DATA ROWS:

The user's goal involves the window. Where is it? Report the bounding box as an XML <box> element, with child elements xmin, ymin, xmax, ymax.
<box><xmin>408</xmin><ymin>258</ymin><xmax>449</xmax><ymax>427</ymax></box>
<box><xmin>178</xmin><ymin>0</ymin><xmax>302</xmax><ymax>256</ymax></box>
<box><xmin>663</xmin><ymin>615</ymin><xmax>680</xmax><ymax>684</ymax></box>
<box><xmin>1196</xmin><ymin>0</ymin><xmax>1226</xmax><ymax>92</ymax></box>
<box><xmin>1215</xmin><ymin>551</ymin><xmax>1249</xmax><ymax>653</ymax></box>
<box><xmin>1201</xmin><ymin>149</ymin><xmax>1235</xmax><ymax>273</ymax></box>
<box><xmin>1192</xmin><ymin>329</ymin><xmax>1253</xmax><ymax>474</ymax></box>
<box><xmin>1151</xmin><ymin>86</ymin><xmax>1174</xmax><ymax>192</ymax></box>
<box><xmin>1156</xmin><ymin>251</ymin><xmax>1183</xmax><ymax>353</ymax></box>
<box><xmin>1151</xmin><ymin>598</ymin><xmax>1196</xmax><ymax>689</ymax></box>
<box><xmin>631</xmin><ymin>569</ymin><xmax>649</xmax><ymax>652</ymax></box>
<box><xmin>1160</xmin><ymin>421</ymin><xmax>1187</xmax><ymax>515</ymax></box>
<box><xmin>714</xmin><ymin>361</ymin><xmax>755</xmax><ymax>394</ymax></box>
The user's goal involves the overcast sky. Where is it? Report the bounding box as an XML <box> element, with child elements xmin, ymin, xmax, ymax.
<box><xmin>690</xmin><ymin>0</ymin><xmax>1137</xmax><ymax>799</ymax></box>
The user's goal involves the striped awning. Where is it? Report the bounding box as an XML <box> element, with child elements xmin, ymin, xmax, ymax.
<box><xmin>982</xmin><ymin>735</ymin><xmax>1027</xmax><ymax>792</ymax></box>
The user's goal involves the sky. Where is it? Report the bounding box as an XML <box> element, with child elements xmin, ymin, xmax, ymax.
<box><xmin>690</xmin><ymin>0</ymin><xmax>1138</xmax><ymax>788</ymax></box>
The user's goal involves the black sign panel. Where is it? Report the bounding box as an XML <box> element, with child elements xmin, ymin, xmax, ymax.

DIRECTIONS FOR THIS TASK: Reproduce all of the material above word for word, leaving nothing out and adding nothing.

SOLVED PROBLEM:
The user's goal involves the window. Where is it? Report the bounding box as an XML <box> element, with child elements xmin, ymin, xmax, ymax.
<box><xmin>408</xmin><ymin>258</ymin><xmax>449</xmax><ymax>427</ymax></box>
<box><xmin>178</xmin><ymin>0</ymin><xmax>302</xmax><ymax>256</ymax></box>
<box><xmin>663</xmin><ymin>615</ymin><xmax>680</xmax><ymax>684</ymax></box>
<box><xmin>1196</xmin><ymin>0</ymin><xmax>1226</xmax><ymax>92</ymax></box>
<box><xmin>1215</xmin><ymin>551</ymin><xmax>1249</xmax><ymax>653</ymax></box>
<box><xmin>1201</xmin><ymin>149</ymin><xmax>1235</xmax><ymax>273</ymax></box>
<box><xmin>1192</xmin><ymin>329</ymin><xmax>1253</xmax><ymax>474</ymax></box>
<box><xmin>1151</xmin><ymin>86</ymin><xmax>1174</xmax><ymax>192</ymax></box>
<box><xmin>1156</xmin><ymin>251</ymin><xmax>1183</xmax><ymax>353</ymax></box>
<box><xmin>1151</xmin><ymin>598</ymin><xmax>1196</xmax><ymax>689</ymax></box>
<box><xmin>631</xmin><ymin>569</ymin><xmax>649</xmax><ymax>652</ymax></box>
<box><xmin>1160</xmin><ymin>421</ymin><xmax>1187</xmax><ymax>515</ymax></box>
<box><xmin>714</xmin><ymin>361</ymin><xmax>755</xmax><ymax>394</ymax></box>
The user's goal involves the overcast sky. Where is it? Report the bounding box as an XML <box> element, with child elements xmin, ymin, xmax, ymax.
<box><xmin>690</xmin><ymin>0</ymin><xmax>1137</xmax><ymax>799</ymax></box>
The user's goal involves the striped awning. Where is it? Report the bounding box as an XML <box> element, with child elements xmin, ymin, xmax, ymax.
<box><xmin>982</xmin><ymin>735</ymin><xmax>1027</xmax><ymax>792</ymax></box>
The user's goal involves the sky. Where is it? Report the bounding box as an XML <box> element, with child elements xmin, ymin, xmax, ymax.
<box><xmin>690</xmin><ymin>0</ymin><xmax>1138</xmax><ymax>788</ymax></box>
The user's goal involves the black sign panel. Where is it? Report the bounding box as an XML <box> element, with child elements xmin, ymin, xmax, ymax.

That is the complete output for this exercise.